• **Jobs**:
[1] Answer these questions from the text on the incentive plan, one line each:
(a) For how many years does each award entitle the holder to a share of the Plan Cash Flow?
(b) In what month and year were the awards for the 1993 Plan Year made?
(c) What percentage of the total award was allocated among key employees based on individual performance?
[2] Return the entire listing that follows the text on the incentive plan, every line word for word, and leave the pictures out.

• **Text shown**:
==================================================
Each award under the plan represents the right to receive for five years a
specified share of the Plan Cash Flow attributable to wells completed during the
Plan Year. In the sixth year after the award, the participant is paid an amount
equal to a specified percentage of the remaining net present value of estimated
future production from the wells and the award is terminated. Accordingly, the
value of awards under the plan depends primarily on the Energy Companies'
success in drilling, completing and achieving production from new wells each
year and from certain recompletions and enhancements of existing wells. The
percentage of the Energy Companies' cash flow from wells completed in any Plan
Year to be allocated to the Plan Cash Flow each Plan Year, the percentage of the
remaining net present value of estimated future production for which the
participants will receive payment in the sixth year of an award, and the amount
to be awarded to individual participants is determined by the Compensation
Committee each year, after taking into consideration the recommendation of the
Energy Companies' executive officers.
11
<PAGE> 14
The awards for the 1993 Plan Year were made in January 1993. For this Plan
Year, the Compensation Committee determined that the total Plan Cash Flow would
be equal to 1% of the cash flow of the wells completed during the Plan Year. The
Compensation Committee also determined that the participants' interests for the
1993 Plan Year would be purchased in the sixth year at 40% of the remaining net
present value of the wells completed in the Plan Year. The Compensation
Committee also determined that the total awards would be allocated among key
employees primarily on the basis of salary, to the extent of 70% of the total
award, and on individual performance, to the extent of 30% of the total award.
==================================================
• **Extracted information**:
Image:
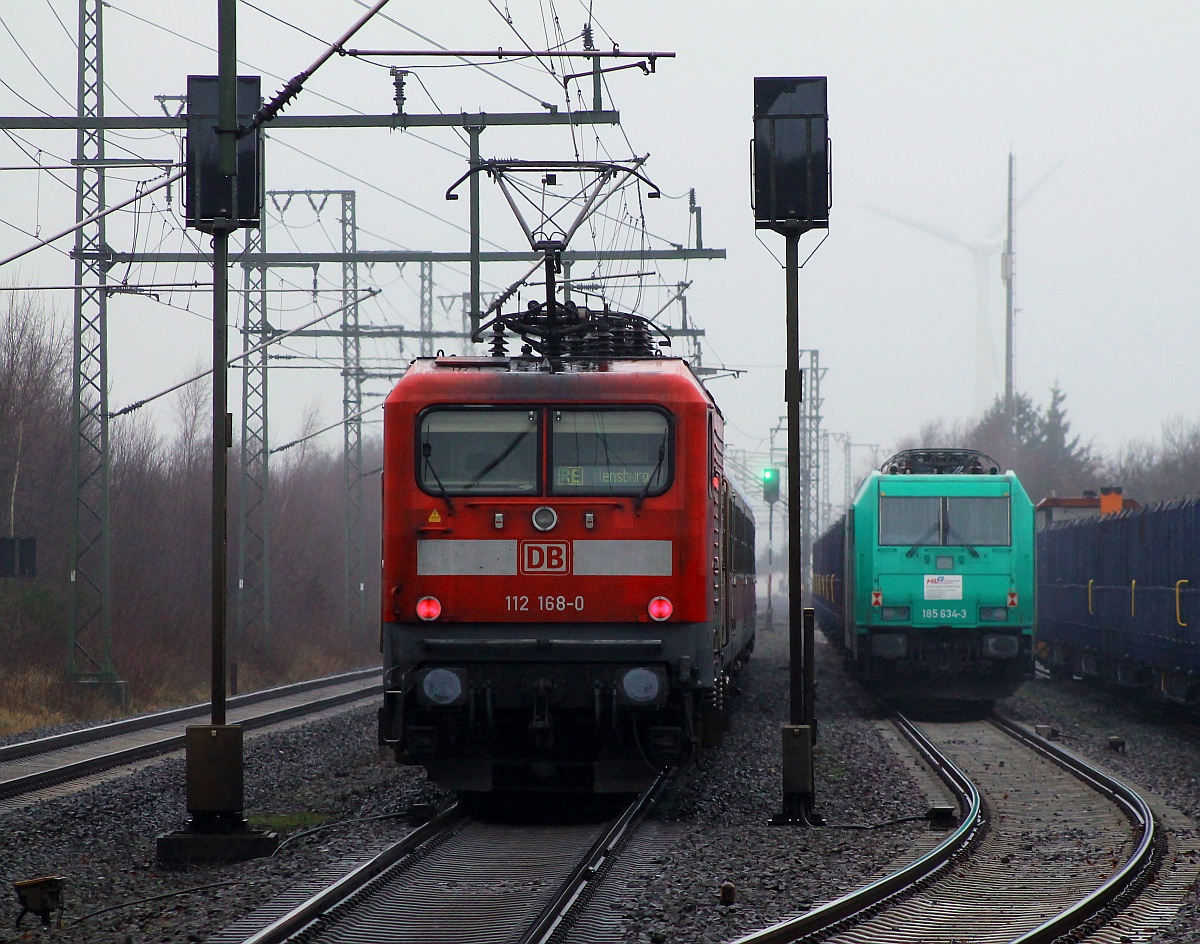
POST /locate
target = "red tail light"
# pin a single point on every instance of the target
(660, 608)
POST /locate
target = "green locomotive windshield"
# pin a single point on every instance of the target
(480, 451)
(610, 452)
(910, 521)
(982, 522)
(930, 521)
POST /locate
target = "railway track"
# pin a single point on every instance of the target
(457, 878)
(1047, 846)
(33, 770)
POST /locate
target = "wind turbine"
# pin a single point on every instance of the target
(982, 251)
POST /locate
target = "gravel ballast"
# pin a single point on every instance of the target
(713, 828)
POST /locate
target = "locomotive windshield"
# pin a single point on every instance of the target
(978, 521)
(929, 521)
(479, 451)
(609, 452)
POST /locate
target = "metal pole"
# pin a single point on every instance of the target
(1008, 301)
(796, 513)
(475, 274)
(227, 127)
(771, 564)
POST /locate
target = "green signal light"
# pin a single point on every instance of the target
(771, 485)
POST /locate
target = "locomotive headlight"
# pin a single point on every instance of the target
(442, 686)
(643, 686)
(429, 608)
(544, 517)
(659, 608)
(1000, 647)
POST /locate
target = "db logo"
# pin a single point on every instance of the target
(545, 557)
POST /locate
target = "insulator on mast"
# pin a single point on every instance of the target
(397, 79)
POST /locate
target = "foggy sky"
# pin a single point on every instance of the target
(927, 100)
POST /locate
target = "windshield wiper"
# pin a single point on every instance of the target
(952, 533)
(641, 498)
(912, 551)
(498, 460)
(426, 451)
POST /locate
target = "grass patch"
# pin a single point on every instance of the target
(287, 823)
(31, 699)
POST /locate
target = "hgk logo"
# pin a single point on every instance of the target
(545, 557)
==================================================
• **Solution list**:
[1]
(a) Five years.
(b) January 1993.
(c) 30%.

[2]
Image:
POST /locate
target = "red tail light"
# pin a single point on every instance of the target
(660, 608)
POST /locate
target = "green locomotive windshield"
# pin a single point on every instance of the target
(480, 451)
(610, 452)
(910, 521)
(982, 522)
(930, 521)
POST /locate
target = "railway track"
# pin a single point on every instance of the target
(457, 878)
(1047, 846)
(33, 770)
POST /locate
target = "wind turbine"
# pin a single point on every instance of the target
(982, 251)
POST /locate
target = "gravel ballast"
# pin a single point on every instance of the target
(713, 828)
POST /locate
target = "locomotive windshield"
# pin a single point on every instance of the target
(978, 521)
(929, 521)
(479, 451)
(609, 452)
POST /locate
target = "metal pole"
# pin a single point on every instance of the target
(1008, 301)
(796, 513)
(475, 274)
(227, 127)
(771, 564)
POST /locate
target = "green signal light"
# pin a single point on every instance of the target
(771, 485)
POST /locate
target = "locomotive headlight"
# pin a single point on every instance of the target
(442, 686)
(643, 686)
(429, 608)
(544, 517)
(659, 608)
(1000, 647)
POST /locate
target = "db logo"
# pin a single point on every instance of the target
(545, 557)
POST /locate
target = "insulator on mast"
# pin a single point on every instance of the target
(397, 79)
POST /locate
target = "foggy sky"
# pin a single point on every instance of the target
(927, 100)
POST /locate
target = "windshield wiper"
# pin a single point on every instance of the target
(952, 533)
(641, 498)
(912, 551)
(498, 460)
(426, 451)
POST /locate
target = "grass patch"
# pin a single point on every instance of the target
(287, 823)
(31, 699)
POST /locate
target = "hgk logo"
# pin a single point on every instance of the target
(545, 557)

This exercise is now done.